**Records provided**
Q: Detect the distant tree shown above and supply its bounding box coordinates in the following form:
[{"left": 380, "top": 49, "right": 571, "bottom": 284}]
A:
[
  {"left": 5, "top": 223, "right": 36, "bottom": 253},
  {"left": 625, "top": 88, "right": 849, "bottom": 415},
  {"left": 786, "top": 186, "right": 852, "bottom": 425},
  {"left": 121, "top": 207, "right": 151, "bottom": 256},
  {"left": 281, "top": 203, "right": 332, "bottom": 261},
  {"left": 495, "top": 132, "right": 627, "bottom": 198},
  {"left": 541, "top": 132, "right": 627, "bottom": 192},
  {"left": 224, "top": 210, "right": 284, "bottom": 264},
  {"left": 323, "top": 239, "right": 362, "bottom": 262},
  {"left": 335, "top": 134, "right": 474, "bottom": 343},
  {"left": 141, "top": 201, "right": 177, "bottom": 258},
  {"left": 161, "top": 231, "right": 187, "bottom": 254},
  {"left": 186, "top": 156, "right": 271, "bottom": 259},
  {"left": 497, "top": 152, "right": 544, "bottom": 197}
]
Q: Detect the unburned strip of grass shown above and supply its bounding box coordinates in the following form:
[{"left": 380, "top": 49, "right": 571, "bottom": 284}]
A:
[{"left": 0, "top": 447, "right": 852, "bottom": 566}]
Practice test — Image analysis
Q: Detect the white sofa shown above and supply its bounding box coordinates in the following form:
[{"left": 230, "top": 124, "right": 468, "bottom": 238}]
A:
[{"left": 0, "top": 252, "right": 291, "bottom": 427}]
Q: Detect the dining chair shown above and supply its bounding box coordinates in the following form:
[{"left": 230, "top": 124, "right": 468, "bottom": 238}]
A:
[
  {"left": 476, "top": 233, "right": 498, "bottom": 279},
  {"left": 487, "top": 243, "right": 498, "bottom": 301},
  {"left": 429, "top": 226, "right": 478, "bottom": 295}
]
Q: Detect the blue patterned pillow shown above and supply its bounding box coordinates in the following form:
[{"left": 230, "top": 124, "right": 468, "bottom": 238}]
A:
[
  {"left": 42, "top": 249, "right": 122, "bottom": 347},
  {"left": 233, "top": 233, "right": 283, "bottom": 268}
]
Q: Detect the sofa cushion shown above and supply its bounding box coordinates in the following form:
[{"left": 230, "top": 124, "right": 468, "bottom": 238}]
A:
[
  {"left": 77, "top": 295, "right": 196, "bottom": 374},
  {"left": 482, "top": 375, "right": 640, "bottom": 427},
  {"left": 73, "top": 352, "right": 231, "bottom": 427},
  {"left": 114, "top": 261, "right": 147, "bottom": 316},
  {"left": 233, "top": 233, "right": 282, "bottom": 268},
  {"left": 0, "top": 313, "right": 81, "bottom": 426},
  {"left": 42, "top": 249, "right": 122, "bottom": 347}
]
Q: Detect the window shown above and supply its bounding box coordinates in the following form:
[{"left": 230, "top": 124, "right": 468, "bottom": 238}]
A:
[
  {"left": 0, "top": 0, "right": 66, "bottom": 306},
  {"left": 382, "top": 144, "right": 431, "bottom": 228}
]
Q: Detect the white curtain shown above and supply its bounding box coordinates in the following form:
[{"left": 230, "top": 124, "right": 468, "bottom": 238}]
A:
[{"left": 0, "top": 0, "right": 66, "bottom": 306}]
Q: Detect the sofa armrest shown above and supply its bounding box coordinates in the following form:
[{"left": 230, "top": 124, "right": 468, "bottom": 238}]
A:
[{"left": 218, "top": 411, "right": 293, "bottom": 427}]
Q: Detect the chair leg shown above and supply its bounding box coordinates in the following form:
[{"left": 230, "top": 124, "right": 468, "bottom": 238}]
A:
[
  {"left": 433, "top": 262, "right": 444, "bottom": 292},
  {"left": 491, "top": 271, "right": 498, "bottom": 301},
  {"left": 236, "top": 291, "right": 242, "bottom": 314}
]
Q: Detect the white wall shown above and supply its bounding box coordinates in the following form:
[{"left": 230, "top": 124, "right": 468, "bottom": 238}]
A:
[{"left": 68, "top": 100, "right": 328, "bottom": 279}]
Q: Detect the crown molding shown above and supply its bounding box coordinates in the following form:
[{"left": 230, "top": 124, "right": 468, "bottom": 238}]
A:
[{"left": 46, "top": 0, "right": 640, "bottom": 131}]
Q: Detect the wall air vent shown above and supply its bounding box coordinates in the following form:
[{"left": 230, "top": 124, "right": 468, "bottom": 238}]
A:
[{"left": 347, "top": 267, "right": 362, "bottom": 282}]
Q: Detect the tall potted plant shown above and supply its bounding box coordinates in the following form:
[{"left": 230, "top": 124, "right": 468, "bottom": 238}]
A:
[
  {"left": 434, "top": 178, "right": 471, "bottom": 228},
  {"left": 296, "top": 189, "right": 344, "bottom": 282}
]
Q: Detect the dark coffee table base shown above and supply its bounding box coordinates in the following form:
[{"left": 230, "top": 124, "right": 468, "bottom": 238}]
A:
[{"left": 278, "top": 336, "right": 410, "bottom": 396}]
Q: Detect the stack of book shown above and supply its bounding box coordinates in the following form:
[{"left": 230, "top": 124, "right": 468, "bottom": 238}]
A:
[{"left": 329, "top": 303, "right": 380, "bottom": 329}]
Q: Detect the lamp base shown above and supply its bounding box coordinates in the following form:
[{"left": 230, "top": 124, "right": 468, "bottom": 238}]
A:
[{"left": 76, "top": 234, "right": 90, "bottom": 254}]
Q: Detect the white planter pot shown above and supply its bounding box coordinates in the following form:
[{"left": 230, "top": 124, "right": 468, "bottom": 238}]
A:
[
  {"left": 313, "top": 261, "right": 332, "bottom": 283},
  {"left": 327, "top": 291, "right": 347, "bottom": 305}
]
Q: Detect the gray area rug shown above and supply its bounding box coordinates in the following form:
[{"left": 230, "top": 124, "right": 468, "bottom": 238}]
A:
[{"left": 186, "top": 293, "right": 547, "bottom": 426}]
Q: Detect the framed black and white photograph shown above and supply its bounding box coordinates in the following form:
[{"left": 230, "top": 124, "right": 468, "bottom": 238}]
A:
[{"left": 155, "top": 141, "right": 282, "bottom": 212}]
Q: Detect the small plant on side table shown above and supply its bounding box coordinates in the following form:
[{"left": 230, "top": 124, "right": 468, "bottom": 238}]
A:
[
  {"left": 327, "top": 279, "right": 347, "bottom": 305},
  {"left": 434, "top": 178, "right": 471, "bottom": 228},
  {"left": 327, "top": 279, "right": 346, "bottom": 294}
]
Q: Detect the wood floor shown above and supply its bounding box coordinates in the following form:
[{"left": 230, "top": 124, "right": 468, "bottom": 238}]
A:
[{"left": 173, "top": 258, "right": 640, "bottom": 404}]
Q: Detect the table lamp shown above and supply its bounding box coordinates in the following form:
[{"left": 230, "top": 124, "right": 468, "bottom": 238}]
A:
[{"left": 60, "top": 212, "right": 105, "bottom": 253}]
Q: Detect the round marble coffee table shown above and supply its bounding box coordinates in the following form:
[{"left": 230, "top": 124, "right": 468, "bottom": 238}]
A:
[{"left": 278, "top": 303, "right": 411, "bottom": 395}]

**What you have to do**
Repeat every record exactly as written, please.

**Reply to the exercise**
Q: Detect the distant tree shown above and supply its bounding box coordinates in the following form:
[{"left": 380, "top": 49, "right": 571, "bottom": 284}]
A:
[
  {"left": 5, "top": 223, "right": 36, "bottom": 253},
  {"left": 625, "top": 88, "right": 849, "bottom": 415},
  {"left": 786, "top": 186, "right": 852, "bottom": 425},
  {"left": 121, "top": 207, "right": 151, "bottom": 256},
  {"left": 281, "top": 203, "right": 332, "bottom": 261},
  {"left": 495, "top": 132, "right": 627, "bottom": 198},
  {"left": 541, "top": 132, "right": 627, "bottom": 192},
  {"left": 224, "top": 210, "right": 284, "bottom": 264},
  {"left": 323, "top": 239, "right": 362, "bottom": 262},
  {"left": 335, "top": 134, "right": 474, "bottom": 343},
  {"left": 141, "top": 201, "right": 177, "bottom": 258},
  {"left": 161, "top": 231, "right": 187, "bottom": 254},
  {"left": 186, "top": 156, "right": 271, "bottom": 259},
  {"left": 497, "top": 152, "right": 544, "bottom": 197}
]
Q: Detect the unburned strip of grass shown above and supply its bounding box coordinates in the following form:
[{"left": 380, "top": 49, "right": 571, "bottom": 284}]
A:
[{"left": 0, "top": 447, "right": 852, "bottom": 566}]
Practice test — Image analysis
Q: Detect the white sofa shown above and supply its bounding box coordinates in the following form:
[{"left": 230, "top": 124, "right": 468, "bottom": 238}]
A:
[{"left": 0, "top": 252, "right": 291, "bottom": 427}]
Q: Detect the dining chair shown above and supply its bounding box coordinates in the following form:
[{"left": 230, "top": 124, "right": 468, "bottom": 238}]
A:
[
  {"left": 476, "top": 233, "right": 498, "bottom": 279},
  {"left": 487, "top": 243, "right": 498, "bottom": 301},
  {"left": 429, "top": 226, "right": 478, "bottom": 295}
]
Q: Detect the blue patterned pillow shown above and supply its bounding box coordinates in the following form:
[{"left": 230, "top": 124, "right": 468, "bottom": 238}]
A:
[
  {"left": 42, "top": 249, "right": 122, "bottom": 347},
  {"left": 233, "top": 233, "right": 283, "bottom": 268}
]
Q: Detect the sofa cushion shown above and supply its bounding box coordinates in the following form:
[{"left": 230, "top": 124, "right": 468, "bottom": 238}]
A:
[
  {"left": 77, "top": 295, "right": 196, "bottom": 374},
  {"left": 482, "top": 375, "right": 640, "bottom": 427},
  {"left": 73, "top": 352, "right": 231, "bottom": 427},
  {"left": 114, "top": 261, "right": 147, "bottom": 316},
  {"left": 233, "top": 233, "right": 282, "bottom": 268},
  {"left": 0, "top": 313, "right": 81, "bottom": 426},
  {"left": 42, "top": 249, "right": 122, "bottom": 347}
]
Q: Detect the window shown above and supply its bounding box coordinates in the following form:
[{"left": 230, "top": 124, "right": 468, "bottom": 238}]
A:
[
  {"left": 0, "top": 0, "right": 66, "bottom": 306},
  {"left": 382, "top": 144, "right": 431, "bottom": 228}
]
Q: Detect the white curtain shown above and supply its bounding box coordinates in the following form:
[{"left": 230, "top": 124, "right": 468, "bottom": 238}]
A:
[{"left": 0, "top": 0, "right": 66, "bottom": 306}]
Q: Detect the sofa armrest shown above and supply its bounding box coordinates in the following form:
[{"left": 230, "top": 124, "right": 468, "bottom": 238}]
A:
[{"left": 218, "top": 411, "right": 293, "bottom": 427}]
Q: Detect the chair leg shown above and supply its bounding box coordinates in the following form:
[{"left": 230, "top": 124, "right": 468, "bottom": 238}]
A:
[
  {"left": 433, "top": 262, "right": 444, "bottom": 292},
  {"left": 491, "top": 271, "right": 498, "bottom": 301},
  {"left": 236, "top": 291, "right": 242, "bottom": 314}
]
Q: Detect the white wall shown above and supply its bounding box coordinates in the following form:
[{"left": 230, "top": 124, "right": 468, "bottom": 238}]
A:
[{"left": 68, "top": 100, "right": 328, "bottom": 279}]
Q: Detect the crown molding shown above and supply its bounding box coordinates in the following form:
[{"left": 230, "top": 124, "right": 468, "bottom": 238}]
A:
[{"left": 46, "top": 0, "right": 640, "bottom": 131}]
Q: Detect the wall air vent shown above and supply its bounding box coordinates in the following form:
[{"left": 230, "top": 124, "right": 468, "bottom": 238}]
A:
[{"left": 347, "top": 267, "right": 362, "bottom": 282}]
Q: Detect the tall potted plant shown above and supply its bounding box coordinates in the following form:
[{"left": 230, "top": 124, "right": 468, "bottom": 238}]
A:
[
  {"left": 434, "top": 178, "right": 471, "bottom": 228},
  {"left": 296, "top": 189, "right": 344, "bottom": 282}
]
Q: Detect the dark coffee table base shown above and supply its bounding box coordinates in the following form:
[{"left": 230, "top": 124, "right": 468, "bottom": 238}]
A:
[{"left": 278, "top": 336, "right": 410, "bottom": 396}]
Q: Detect the stack of book shown above and supply its bounding box coordinates in the following form:
[{"left": 230, "top": 124, "right": 468, "bottom": 238}]
A:
[{"left": 329, "top": 303, "right": 380, "bottom": 329}]
Q: Detect the lamp base shown above and supply its bounding box coordinates in the following form:
[{"left": 230, "top": 124, "right": 468, "bottom": 238}]
A:
[{"left": 76, "top": 234, "right": 90, "bottom": 254}]
Q: Detect the white planter pot shown above and supply its bounding box coordinates in the following form:
[{"left": 230, "top": 124, "right": 468, "bottom": 238}]
A:
[
  {"left": 313, "top": 261, "right": 332, "bottom": 283},
  {"left": 327, "top": 291, "right": 347, "bottom": 305}
]
Q: Detect the gray area rug shown above and supply its bounding box coordinates in the following form:
[{"left": 230, "top": 124, "right": 468, "bottom": 238}]
A:
[{"left": 186, "top": 293, "right": 547, "bottom": 426}]
Q: Detect the framed black and white photograph shown above and supply its bounding box coordinates in the following form:
[{"left": 230, "top": 124, "right": 468, "bottom": 238}]
A:
[{"left": 155, "top": 141, "right": 282, "bottom": 212}]
Q: Detect the small plant on side table shown above and supply its bounding box coordinates in the following form:
[{"left": 230, "top": 124, "right": 468, "bottom": 238}]
A:
[
  {"left": 327, "top": 279, "right": 347, "bottom": 305},
  {"left": 434, "top": 178, "right": 471, "bottom": 228},
  {"left": 327, "top": 279, "right": 346, "bottom": 294}
]
Q: Detect the wood floor shown above and supply its bounding box coordinates in the following form:
[{"left": 230, "top": 124, "right": 468, "bottom": 238}]
A:
[{"left": 173, "top": 258, "right": 640, "bottom": 404}]
Q: Detect the table lamp shown above and supply its bounding box coordinates in the following form:
[{"left": 230, "top": 124, "right": 468, "bottom": 238}]
A:
[{"left": 60, "top": 212, "right": 105, "bottom": 253}]
Q: Detect the round marble coffee table shown above and supply its bounding box coordinates in the following form:
[{"left": 230, "top": 124, "right": 468, "bottom": 238}]
A:
[{"left": 278, "top": 303, "right": 411, "bottom": 395}]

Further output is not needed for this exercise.